▶ [Exercise aim]: Rewrite the listing below with each "keypoint" replaced by "marker" and everything else unchanged, and leave the pictures out.

▶ [Dataset entries]:
━━━━━━━━━━━━━━━━━━━━
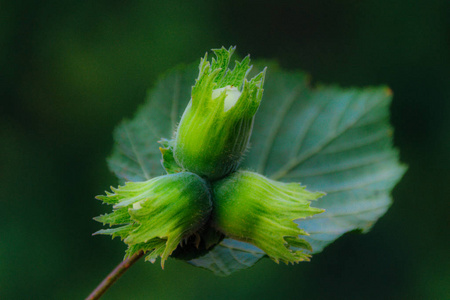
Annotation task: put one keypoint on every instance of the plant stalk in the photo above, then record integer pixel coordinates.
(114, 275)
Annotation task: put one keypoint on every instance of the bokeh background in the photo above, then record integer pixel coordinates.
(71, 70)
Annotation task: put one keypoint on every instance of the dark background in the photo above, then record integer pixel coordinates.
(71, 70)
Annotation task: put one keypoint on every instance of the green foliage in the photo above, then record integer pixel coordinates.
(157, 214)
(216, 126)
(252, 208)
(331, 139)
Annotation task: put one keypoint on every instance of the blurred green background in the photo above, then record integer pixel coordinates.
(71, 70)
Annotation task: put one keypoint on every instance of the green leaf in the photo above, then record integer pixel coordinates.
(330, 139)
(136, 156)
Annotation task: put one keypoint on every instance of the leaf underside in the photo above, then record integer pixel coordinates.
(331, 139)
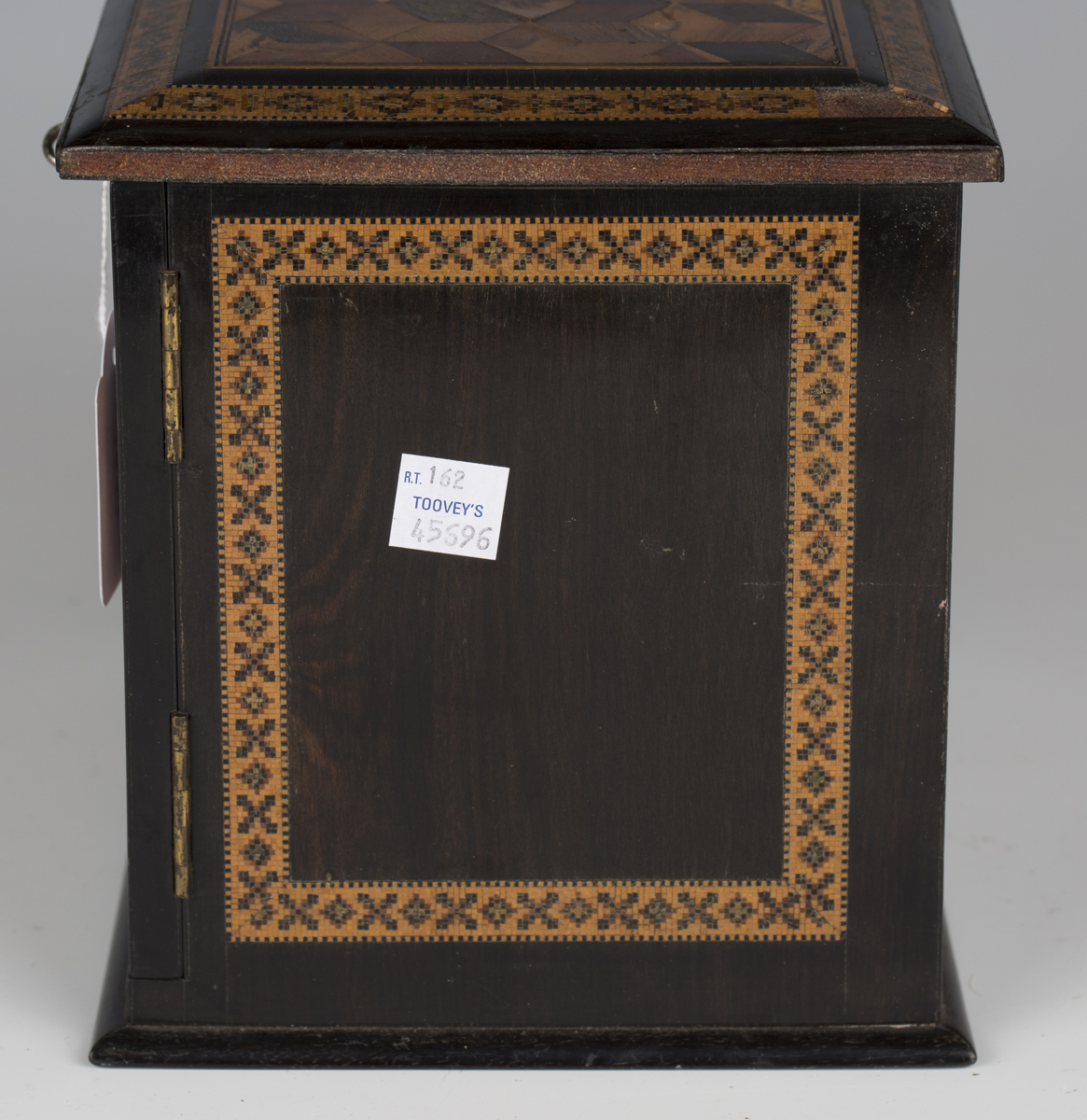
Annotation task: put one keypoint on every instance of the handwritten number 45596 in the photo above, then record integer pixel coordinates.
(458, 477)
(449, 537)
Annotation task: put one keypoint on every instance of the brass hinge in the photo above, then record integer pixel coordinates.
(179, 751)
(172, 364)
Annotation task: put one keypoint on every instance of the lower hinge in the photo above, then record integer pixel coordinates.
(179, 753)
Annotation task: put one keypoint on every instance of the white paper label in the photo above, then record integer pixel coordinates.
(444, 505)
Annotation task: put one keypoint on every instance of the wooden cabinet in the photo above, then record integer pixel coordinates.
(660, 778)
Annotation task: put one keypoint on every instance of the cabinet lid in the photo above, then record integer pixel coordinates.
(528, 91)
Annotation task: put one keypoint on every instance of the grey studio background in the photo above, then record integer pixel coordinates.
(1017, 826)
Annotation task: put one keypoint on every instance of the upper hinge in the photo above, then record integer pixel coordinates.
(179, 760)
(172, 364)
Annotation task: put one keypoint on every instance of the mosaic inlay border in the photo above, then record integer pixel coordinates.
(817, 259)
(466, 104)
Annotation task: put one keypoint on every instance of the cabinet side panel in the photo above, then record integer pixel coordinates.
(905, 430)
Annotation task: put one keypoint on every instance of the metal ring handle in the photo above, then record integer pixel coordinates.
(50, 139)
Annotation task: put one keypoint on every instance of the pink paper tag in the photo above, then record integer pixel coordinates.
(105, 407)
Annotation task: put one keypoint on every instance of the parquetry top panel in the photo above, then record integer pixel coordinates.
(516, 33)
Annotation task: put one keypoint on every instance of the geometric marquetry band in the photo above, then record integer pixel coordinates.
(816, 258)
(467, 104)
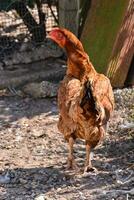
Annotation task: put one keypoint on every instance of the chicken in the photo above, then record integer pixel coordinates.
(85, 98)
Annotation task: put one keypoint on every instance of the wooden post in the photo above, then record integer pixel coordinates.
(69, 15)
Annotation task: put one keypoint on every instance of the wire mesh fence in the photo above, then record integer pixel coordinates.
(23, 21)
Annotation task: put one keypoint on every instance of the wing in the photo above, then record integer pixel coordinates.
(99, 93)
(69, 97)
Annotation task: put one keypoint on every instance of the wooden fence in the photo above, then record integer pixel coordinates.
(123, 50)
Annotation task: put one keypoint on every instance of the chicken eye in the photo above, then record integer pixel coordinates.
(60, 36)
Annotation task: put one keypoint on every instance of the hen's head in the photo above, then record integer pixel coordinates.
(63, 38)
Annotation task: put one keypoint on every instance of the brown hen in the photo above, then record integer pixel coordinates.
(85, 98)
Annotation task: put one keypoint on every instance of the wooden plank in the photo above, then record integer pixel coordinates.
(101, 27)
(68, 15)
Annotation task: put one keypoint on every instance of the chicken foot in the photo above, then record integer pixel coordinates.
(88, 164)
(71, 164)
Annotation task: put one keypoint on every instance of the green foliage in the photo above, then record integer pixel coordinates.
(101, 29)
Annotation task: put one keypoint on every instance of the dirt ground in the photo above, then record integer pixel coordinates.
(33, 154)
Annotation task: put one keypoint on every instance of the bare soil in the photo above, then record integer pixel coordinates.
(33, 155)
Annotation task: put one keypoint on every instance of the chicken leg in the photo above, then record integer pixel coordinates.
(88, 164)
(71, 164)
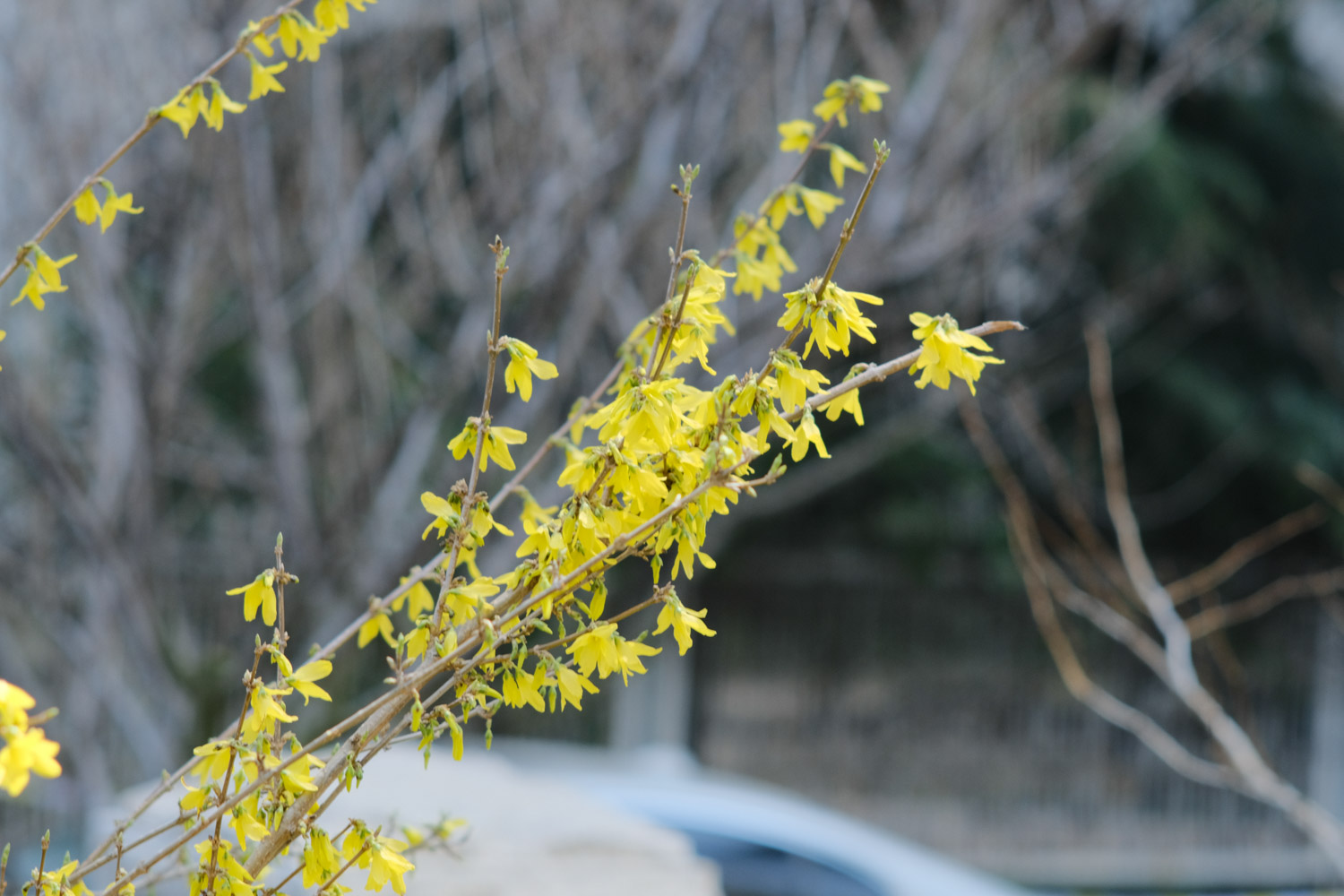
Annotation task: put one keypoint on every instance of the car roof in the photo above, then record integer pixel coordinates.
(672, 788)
━━━━━━━━━━━━━━━━━━━━
▶ [Response to the task]:
Annotation task: put one marker on every instance of the plant stalk in the photo above, then record integer pixel coordinates.
(114, 275)
Annotation task: put one marker on every instance of the bokeh background in the photo above, then record integer pixel coordinates.
(71, 70)
Annotation task: put one marker on every instance of the dark background in the photo above, then record integer pixel coordinates.
(71, 70)
Annotation task: put one marker on every instance of the green foliage in the photo above, then record integer pixel coordinates.
(157, 214)
(216, 126)
(252, 208)
(331, 139)
Annotation task: put one marker on every instance of the blurred green background in the photo above, then record integer pixel coordinates.
(71, 70)
Annotation task: put one marker on every instance of the green leaf in the photo above, then record integer pixel coordinates.
(330, 139)
(136, 156)
Annotation task: put one marker on every instance of the leaf underside in the photo above, then record integer pixel coordinates.
(331, 139)
Annotation task: put one marker on every instance of the handwritten number 45596 in the photo above, then record integer pixel coordinates.
(458, 477)
(449, 537)
Annotation task: put one marker on every instance of the brass hinge in the photo above, then record integer pixel coordinates.
(179, 751)
(172, 364)
Annotation task: put one marker on every instance of the lower hinge in the photo above, then record integer pixel coordinates.
(179, 753)
Annotation task: put one marker on every instance of the white paper label in the photo above, then record integer pixel coordinates.
(444, 505)
Annotation task: put one marker on every instance of the wooden cabinet in the photo above, then record integer pixel coordinates.
(660, 778)
Annotation task: put one marker on every instance of the cabinet lid in the photo above, then record integer pixel coordinates.
(528, 91)
Annotation task: put one marker on every instance of the grey studio background in the photo above, then record integer pixel coordinates.
(1017, 826)
Annotation task: put one marker on every instance of the upper hinge in the photo above, then record integer pixel coordinates.
(179, 760)
(172, 364)
Annotation task: put one marker on every instance of the mosaic inlay border in the photo above, then record integer pixel coordinates.
(817, 259)
(466, 104)
Annotation task: put one marker on every instance of the cabinet side panel in the photo above, then record integer pixel coordinates.
(905, 430)
Annotation task: put one marker on every instance of the metal ring handle in the photo above, then record integer pixel coordinates.
(50, 139)
Annotation task: put one marker on every instance of the pink paper tag in the photo above, then record integer pixel coordinates.
(105, 407)
Annotation task: put one marker on every instance of the parquetry top panel in the photo above, then record integer pixel coordinates.
(516, 33)
Annotation task: put one marker on every instance of the geometric marquetry band in the photo above, then record integer pixel coordinates.
(816, 258)
(467, 104)
Annotation task: put one marker on every instance of the chicken in the photo above, then record integer pixel coordinates.
(85, 98)
Annotation task: put one marker on every instance of the wooden post in the photo above, then record integer pixel coordinates.
(69, 15)
Annotation task: put one marker on every instance of the wire mesh fence in the photo above, then record integer pixel coordinates.
(23, 21)
Annotation task: put one marker on every instance of the wing in the photo above, then record integer pixel coordinates.
(99, 93)
(69, 97)
Annotation task: put one marker on every instance of the wooden fence in the photo above, then record integer pixel coordinates.
(123, 50)
Annotation task: put one marker on every instance of the chicken eye in the photo above, then record integer pixel coordinates.
(60, 36)
Annotation task: put one marker on every instance of the hen's head in the photo above, then record integer pixel coordinates.
(63, 38)
Annotation task: put one marker on every instance of the brown hen in the photo above, then record integer pixel coordinates.
(85, 98)
Annotation task: put one marker on every instance of the wooden plank in the photo above, then record integer pixel coordinates.
(101, 27)
(68, 15)
Annotation task: put one marker on every instance of the chicken foot in the photo above, then record integer pixel coordinates.
(88, 164)
(71, 164)
Annotation task: put one marker on every instance of the green foliage in the photo above, then record integer pixel coordinates.
(101, 29)
Annotation task: put one marker on every instance of the dirt ground in the photo above, then record integer pixel coordinates.
(33, 154)
Annotation task: put one marker on every instance of the bare soil in the photo above, then record integer pixel coordinates.
(33, 155)
Annotation task: put one marker on every instance of the chicken leg in the photo above, then record integer pixel coordinates.
(88, 164)
(71, 164)
Annotation task: put one marker on every instance of the car roof in the photo above, then record integer pixel coordinates.
(672, 788)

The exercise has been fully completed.